◆ **YOUR GOAL**: Only those lines running from the line that contains "of the string" through the end of the material are to be written out, each exactly as shown.

%%

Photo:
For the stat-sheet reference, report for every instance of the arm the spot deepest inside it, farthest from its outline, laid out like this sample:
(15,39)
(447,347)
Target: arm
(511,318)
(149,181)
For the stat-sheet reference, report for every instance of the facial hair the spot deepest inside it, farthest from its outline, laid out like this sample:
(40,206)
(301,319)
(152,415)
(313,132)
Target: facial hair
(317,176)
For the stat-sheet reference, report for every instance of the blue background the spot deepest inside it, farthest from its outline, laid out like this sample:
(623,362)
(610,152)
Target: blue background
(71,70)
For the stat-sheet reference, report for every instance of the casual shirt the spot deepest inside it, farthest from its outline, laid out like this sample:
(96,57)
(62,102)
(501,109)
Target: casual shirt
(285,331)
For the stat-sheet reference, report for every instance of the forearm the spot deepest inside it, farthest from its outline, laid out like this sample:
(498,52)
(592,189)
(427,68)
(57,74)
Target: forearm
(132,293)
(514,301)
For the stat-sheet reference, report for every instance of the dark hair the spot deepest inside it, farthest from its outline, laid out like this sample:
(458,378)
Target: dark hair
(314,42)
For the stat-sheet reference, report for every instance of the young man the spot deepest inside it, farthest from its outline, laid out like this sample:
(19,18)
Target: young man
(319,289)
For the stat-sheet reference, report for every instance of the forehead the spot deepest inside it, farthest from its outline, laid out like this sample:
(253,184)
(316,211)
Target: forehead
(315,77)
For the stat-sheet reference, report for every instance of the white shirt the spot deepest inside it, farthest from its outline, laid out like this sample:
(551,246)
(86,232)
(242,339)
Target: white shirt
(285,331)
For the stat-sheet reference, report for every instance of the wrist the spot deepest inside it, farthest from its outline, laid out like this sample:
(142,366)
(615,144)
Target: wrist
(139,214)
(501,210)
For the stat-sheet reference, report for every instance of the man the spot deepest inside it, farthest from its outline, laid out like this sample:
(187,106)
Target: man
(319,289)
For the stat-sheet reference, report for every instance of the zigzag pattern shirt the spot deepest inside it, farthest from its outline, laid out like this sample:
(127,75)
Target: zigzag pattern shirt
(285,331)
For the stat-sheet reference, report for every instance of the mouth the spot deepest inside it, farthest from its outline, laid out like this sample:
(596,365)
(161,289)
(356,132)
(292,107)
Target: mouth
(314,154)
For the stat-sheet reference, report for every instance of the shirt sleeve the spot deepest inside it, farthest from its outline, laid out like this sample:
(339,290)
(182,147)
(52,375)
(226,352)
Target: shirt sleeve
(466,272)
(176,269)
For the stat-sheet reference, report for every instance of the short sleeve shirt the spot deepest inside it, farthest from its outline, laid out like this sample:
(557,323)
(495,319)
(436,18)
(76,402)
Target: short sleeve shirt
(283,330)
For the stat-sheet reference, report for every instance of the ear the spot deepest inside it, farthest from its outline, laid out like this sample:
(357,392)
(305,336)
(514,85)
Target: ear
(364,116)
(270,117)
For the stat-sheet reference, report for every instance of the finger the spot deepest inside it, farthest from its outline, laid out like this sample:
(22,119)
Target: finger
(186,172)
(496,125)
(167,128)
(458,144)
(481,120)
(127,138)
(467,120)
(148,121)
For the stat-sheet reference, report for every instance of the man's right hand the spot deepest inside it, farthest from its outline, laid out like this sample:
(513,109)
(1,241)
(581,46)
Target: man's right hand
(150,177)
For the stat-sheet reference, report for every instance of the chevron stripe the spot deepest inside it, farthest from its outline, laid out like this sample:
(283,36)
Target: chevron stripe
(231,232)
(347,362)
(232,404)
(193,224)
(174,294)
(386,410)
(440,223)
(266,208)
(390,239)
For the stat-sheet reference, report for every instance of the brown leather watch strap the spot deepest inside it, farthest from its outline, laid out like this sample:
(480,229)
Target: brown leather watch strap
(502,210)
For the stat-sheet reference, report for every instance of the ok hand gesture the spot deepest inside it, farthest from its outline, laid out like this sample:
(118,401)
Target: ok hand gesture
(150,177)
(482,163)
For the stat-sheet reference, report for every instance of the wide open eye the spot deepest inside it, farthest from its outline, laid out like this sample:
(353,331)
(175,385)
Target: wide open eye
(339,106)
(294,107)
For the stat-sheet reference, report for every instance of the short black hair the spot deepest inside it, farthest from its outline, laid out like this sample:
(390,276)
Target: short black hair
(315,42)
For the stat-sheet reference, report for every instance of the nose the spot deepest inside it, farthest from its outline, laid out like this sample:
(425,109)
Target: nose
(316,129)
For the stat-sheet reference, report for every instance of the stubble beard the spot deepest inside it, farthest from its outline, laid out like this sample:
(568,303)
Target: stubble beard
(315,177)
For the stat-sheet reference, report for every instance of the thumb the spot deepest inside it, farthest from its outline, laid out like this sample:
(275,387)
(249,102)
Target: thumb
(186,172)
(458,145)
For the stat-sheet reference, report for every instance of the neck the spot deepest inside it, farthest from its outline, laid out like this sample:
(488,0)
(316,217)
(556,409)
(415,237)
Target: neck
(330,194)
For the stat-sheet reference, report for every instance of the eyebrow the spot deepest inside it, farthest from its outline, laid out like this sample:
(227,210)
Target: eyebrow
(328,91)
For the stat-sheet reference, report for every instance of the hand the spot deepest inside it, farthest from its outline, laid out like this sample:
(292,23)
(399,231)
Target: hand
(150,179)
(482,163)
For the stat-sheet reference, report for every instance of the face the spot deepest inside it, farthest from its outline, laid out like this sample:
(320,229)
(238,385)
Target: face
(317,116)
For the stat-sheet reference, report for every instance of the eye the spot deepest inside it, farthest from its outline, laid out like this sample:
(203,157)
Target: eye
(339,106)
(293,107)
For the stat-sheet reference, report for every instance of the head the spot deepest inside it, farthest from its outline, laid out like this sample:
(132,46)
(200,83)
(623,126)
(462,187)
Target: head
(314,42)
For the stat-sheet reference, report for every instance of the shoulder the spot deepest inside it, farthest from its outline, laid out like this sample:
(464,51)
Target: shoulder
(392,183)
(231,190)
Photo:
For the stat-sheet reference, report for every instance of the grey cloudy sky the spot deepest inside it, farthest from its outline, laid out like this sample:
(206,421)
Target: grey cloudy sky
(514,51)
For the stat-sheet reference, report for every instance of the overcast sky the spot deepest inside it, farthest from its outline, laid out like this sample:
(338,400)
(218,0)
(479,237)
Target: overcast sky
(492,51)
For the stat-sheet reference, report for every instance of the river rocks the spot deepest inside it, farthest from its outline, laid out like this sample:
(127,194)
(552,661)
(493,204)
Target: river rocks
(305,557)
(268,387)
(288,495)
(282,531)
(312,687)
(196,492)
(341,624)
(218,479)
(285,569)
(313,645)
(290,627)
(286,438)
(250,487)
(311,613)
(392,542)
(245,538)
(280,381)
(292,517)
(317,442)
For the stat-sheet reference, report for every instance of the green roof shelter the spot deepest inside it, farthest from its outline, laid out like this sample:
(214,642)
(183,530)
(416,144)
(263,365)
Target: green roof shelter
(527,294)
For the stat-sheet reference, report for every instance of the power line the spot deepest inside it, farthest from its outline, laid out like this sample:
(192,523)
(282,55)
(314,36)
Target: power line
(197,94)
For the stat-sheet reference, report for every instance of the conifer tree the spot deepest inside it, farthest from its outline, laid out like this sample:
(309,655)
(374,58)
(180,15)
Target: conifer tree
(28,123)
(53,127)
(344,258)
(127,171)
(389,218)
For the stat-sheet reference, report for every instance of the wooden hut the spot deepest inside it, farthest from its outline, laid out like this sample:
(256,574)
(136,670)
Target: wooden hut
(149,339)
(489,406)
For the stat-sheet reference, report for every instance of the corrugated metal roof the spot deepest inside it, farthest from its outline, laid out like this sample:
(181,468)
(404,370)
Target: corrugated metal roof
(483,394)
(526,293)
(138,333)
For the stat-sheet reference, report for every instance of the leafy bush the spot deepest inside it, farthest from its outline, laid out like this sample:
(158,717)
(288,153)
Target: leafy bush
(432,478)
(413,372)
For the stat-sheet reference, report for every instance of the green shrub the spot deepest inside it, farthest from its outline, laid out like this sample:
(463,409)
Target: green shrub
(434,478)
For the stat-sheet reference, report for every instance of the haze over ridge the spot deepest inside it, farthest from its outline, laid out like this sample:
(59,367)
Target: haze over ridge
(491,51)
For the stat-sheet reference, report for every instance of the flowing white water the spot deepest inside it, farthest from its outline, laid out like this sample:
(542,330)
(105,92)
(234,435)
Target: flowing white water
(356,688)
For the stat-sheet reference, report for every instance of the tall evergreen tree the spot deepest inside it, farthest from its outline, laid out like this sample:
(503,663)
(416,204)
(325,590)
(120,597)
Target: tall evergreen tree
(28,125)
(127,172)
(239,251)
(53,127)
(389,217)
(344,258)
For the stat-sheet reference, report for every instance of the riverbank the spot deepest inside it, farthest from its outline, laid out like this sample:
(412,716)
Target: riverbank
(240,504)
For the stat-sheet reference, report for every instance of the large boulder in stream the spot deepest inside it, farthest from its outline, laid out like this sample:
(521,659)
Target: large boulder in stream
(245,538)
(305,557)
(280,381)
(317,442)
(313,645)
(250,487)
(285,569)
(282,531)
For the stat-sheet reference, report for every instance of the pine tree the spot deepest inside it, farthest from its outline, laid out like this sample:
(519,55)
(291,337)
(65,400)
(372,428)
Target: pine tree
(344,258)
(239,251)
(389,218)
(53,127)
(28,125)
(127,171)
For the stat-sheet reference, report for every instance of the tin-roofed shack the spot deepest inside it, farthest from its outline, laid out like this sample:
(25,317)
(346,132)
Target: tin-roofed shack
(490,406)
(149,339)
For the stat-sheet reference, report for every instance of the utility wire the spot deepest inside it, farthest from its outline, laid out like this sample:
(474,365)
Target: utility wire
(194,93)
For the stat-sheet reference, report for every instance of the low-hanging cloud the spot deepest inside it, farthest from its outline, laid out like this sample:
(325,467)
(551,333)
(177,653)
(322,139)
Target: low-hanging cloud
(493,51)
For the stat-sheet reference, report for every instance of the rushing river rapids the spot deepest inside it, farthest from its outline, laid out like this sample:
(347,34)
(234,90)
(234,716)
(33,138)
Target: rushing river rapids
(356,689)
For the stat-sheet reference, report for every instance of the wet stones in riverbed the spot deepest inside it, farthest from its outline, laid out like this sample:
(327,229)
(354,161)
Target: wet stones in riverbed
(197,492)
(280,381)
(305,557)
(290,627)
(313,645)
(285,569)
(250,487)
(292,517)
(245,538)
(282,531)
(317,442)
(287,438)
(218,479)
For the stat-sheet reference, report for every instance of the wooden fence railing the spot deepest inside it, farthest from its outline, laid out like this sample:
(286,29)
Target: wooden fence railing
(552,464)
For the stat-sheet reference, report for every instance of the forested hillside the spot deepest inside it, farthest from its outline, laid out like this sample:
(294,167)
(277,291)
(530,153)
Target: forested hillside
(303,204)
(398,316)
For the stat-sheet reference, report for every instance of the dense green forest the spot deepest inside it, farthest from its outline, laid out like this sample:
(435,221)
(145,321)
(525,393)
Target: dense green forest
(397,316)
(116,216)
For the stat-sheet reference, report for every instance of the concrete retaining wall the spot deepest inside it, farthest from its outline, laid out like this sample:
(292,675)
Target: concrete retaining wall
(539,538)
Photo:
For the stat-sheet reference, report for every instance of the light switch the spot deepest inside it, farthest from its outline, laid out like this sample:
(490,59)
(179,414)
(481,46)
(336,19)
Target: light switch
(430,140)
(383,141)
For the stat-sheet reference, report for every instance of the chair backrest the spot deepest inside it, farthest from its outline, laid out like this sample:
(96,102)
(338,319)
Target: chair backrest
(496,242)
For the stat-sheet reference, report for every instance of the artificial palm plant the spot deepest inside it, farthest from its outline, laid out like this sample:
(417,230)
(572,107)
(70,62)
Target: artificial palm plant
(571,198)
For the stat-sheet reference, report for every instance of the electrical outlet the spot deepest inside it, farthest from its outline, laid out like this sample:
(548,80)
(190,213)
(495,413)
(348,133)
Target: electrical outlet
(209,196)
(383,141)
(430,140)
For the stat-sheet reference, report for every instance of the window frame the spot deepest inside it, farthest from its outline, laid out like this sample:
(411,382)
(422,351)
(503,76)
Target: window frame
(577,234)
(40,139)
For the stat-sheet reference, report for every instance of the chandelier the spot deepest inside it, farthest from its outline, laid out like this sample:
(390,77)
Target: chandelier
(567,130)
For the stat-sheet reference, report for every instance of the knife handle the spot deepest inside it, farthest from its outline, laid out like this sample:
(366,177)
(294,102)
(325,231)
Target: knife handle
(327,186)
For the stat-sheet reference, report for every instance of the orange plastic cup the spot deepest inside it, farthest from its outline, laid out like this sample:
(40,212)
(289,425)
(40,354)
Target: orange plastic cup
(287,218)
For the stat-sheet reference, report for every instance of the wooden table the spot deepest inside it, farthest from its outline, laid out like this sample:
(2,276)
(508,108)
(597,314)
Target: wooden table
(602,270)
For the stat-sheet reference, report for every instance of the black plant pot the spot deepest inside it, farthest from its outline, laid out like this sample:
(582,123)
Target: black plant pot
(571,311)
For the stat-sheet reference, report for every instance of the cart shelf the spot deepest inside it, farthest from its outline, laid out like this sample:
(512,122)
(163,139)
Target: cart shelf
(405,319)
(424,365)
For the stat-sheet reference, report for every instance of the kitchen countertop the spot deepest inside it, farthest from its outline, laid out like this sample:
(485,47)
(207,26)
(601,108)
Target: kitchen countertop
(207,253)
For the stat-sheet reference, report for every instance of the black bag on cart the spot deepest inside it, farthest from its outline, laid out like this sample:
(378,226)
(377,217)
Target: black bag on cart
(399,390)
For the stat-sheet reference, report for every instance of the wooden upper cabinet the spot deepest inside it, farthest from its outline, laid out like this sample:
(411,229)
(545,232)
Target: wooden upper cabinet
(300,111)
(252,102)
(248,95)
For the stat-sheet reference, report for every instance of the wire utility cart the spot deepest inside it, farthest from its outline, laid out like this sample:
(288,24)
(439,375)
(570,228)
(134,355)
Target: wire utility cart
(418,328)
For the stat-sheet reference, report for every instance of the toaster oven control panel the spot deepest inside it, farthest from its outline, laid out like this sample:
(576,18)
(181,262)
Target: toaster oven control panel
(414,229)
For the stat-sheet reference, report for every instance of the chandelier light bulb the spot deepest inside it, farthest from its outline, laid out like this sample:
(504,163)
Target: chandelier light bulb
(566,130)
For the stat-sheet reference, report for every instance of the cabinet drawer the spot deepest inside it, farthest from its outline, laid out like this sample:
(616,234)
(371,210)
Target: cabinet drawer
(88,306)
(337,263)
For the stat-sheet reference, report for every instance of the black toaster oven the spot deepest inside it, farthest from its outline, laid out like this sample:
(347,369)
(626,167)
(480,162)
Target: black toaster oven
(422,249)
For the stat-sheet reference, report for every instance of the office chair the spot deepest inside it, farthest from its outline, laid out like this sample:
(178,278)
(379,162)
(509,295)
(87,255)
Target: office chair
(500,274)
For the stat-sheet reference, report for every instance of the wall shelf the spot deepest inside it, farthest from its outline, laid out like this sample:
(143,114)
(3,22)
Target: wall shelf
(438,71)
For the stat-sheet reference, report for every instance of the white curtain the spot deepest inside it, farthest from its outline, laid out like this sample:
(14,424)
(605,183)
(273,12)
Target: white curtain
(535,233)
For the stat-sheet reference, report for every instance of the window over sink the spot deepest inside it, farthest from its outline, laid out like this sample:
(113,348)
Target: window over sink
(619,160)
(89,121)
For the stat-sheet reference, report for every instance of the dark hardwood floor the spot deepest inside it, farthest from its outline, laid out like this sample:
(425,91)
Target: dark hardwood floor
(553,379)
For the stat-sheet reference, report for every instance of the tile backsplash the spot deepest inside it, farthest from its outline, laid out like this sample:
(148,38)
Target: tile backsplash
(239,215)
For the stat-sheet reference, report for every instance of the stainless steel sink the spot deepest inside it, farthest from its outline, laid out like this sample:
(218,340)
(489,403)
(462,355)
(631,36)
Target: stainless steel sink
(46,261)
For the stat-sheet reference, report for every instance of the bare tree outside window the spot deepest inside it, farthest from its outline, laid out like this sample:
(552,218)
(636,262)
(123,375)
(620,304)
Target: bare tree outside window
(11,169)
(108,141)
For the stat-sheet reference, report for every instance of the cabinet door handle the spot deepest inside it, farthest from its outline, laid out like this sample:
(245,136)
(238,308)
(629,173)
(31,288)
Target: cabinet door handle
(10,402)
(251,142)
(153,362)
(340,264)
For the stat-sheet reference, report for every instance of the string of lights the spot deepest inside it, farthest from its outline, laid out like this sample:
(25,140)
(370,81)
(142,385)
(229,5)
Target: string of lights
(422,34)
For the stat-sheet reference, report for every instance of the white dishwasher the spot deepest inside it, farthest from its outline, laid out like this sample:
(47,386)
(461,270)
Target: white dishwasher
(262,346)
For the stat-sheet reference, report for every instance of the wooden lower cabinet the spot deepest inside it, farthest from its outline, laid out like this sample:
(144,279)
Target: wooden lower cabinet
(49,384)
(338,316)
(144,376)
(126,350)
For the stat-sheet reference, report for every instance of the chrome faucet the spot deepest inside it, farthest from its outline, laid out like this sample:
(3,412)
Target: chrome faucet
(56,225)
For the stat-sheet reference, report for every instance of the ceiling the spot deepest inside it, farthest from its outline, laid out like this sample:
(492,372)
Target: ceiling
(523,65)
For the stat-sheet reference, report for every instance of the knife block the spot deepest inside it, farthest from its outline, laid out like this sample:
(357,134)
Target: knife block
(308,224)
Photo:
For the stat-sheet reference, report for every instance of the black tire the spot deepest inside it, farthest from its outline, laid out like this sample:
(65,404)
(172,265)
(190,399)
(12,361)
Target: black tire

%%

◆ **THE REPLY**:
For the stat-sheet reference, report for every instance of the string of lights the spot deepest inside it, farthest from its outline, laid out like this sample:
(25,140)
(370,81)
(142,385)
(229,5)
Target: string of lights
(422,34)
For the stat-sheet reference, report for every instance of the white dishwasher the spot deepest inside it, farthest from its outline, laid out like this sample:
(47,386)
(461,270)
Target: white dishwasher
(262,346)
For the stat-sheet reference, report for every instance of the wooden lower cabinet the spot deepest inside it, farthest from its outline, laid out like this sample:
(144,279)
Target: wooden lower cabinet
(49,384)
(338,316)
(144,376)
(126,350)
For the stat-sheet reference, report for every instance of the chrome faucet the spot deepest inside it, farthest from its outline, laid out like this sample:
(3,412)
Target: chrome faucet
(56,225)
For the stat-sheet reference, report for every instance of the ceiling the spot deepest inside it, farthest from its outline, laid out like this sample:
(492,372)
Target: ceiling
(523,65)
For the stat-sheet reference, report for every instance of the knife block the spot deepest inside it, farthest from its outline, laid out like this sample:
(357,134)
Target: knife block
(308,224)
Photo:
For the stat-sheet reference, report for every instance of the black tire the spot deepest inside it, farthest from its outline, laid out like this sample:
(65,404)
(172,265)
(190,399)
(12,361)
Target: black tire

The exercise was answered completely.